- [WHAT YOU WILL DO]:
A: List every place name that appears in the Camp Fire article.
B: Answer these questions from the Camp Fire article:
(i) How far from Paradise does Sawa live?
(ii) For how long after the fire ignited was the Northern California air deemed unhealthy to breathe?
(iii) At what age did Sawa get asthma?
C: Decide whether each statement agrees with the Camp Fire article. Answer yes or no, and quote the words that settle it.
(i) The Camp Fire killed 85 people.
(ii) Sawa normally uses her emergency inhaler about once a week.
(iii) The unhealthy air stretched as far as 200 miles from the flames.

- [SOURCE DOCUMENT]:
<<<<

Three days after the Camp Fire erupted, incinerating the Northern California town of Paradise and killing 85 people, Katrina Sawa found herself struggling to breathe.
But Sawa wasn’t anywhere near Paradise. She lives almost 100 miles away in Roseville, a suburb northeast of Sacramento. Sawa puffed on her emergency asthma inhaler over and over again.
“Usually, I use it once a month,” said Sawa, a 48-year-old businesses coach who has had asthma since she was 13. “After using it four times in one day, I knew it was time to go to urgent care.” There, doctors had her inhale a powerful steroid medication to soothe her inflamed airways.
For two weeks after the fire ignited, the air in Northern California, stretching as far as 200 miles from the flames, was so full of smoke that it was deemed unhealthy to breathe, especially for people with heart and respiratory ailments.
But the health problems Sawa and others experienced while the blaze raged are just the beginning of effects that could plague people from Sacramento to the San Francisco Bay Area long after the smoke clears.

>>>>

- [RECORDED INFORMATION]:
<<<<

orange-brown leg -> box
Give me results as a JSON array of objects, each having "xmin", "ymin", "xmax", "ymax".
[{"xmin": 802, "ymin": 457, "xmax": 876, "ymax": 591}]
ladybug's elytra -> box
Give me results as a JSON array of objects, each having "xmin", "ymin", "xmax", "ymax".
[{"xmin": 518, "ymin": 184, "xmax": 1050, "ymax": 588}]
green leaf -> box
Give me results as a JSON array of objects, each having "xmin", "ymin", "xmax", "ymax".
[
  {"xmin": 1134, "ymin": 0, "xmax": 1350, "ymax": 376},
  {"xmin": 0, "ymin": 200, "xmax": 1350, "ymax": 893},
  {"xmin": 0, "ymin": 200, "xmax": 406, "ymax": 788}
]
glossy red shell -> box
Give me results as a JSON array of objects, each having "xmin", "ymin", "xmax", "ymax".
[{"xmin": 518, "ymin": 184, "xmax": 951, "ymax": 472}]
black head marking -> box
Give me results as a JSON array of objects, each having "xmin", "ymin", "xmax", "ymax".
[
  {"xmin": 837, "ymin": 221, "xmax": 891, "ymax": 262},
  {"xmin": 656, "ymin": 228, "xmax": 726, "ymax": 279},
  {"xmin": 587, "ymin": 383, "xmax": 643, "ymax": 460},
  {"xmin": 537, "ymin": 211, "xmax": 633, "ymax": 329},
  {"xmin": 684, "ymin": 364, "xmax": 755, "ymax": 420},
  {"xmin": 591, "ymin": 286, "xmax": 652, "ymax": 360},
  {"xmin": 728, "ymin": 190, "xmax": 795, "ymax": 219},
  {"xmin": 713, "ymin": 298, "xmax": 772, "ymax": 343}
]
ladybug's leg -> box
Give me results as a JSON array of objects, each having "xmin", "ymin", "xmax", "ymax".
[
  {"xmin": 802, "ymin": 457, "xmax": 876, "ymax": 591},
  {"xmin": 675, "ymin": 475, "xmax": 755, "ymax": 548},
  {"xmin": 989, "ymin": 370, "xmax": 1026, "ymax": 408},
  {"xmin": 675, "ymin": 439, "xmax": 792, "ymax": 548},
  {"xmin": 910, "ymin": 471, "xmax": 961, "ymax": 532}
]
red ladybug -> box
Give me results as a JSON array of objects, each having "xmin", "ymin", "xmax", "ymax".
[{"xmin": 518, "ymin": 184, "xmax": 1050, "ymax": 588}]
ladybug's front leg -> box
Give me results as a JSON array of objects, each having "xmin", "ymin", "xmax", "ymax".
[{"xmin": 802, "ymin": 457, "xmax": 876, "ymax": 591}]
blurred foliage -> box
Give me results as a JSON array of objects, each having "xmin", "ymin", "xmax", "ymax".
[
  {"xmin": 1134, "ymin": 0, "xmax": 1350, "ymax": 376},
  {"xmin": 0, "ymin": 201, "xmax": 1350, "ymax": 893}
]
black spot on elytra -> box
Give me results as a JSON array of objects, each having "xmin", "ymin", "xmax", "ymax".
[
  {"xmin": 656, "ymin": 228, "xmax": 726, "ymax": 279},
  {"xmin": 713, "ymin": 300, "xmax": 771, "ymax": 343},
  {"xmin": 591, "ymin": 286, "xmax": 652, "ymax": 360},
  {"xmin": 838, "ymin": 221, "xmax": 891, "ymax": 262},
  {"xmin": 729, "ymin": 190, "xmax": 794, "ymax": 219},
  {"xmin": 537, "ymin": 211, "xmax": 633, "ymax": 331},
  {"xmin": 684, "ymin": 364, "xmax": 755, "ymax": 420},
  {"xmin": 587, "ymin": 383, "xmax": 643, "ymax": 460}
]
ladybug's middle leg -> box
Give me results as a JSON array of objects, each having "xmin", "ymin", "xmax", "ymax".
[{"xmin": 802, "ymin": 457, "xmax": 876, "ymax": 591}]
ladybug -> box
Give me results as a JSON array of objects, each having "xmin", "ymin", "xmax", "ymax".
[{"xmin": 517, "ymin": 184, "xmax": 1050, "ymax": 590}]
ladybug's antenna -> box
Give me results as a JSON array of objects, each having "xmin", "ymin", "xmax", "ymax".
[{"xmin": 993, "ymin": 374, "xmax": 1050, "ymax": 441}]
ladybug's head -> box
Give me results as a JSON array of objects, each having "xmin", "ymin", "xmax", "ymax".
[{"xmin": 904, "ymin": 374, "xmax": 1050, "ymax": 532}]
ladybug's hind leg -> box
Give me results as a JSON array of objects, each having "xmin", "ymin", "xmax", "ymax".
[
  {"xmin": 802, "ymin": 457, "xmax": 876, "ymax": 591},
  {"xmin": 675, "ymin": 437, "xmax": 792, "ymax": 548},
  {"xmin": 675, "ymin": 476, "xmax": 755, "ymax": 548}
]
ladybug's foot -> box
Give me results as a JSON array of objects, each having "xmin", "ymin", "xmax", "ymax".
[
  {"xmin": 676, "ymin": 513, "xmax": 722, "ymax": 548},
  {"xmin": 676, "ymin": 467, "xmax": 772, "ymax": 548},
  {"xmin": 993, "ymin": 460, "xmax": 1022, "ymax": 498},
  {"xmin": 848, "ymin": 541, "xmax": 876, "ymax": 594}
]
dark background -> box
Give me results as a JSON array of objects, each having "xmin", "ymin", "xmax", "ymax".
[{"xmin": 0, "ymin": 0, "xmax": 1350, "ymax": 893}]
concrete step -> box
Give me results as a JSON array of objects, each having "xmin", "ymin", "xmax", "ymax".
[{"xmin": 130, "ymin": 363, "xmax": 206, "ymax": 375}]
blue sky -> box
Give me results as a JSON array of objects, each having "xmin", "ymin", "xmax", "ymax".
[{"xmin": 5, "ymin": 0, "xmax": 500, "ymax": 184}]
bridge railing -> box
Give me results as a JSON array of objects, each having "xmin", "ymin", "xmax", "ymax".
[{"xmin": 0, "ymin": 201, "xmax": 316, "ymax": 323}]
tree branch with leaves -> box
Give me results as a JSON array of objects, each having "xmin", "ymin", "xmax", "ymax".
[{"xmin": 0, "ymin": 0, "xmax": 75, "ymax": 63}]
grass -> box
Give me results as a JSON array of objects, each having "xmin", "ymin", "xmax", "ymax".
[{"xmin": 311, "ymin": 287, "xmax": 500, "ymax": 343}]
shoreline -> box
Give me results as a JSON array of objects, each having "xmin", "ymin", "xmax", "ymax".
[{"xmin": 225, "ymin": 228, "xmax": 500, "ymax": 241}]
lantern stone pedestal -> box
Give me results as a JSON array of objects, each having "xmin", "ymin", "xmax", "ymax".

>>>>

- [EXERCISE RESULTS]:
A: Northern California, Paradise, Roseville, Sacramento, San Francisco Bay Area

B:
(i) Almost 100 miles.
(ii) Two weeks.
(iii) 13.

C:
(i) Yes: "killing 85 people"
(ii) No: "Usually, I use it once a month"
(iii) Yes: "stretching as far as 200 miles from the flames"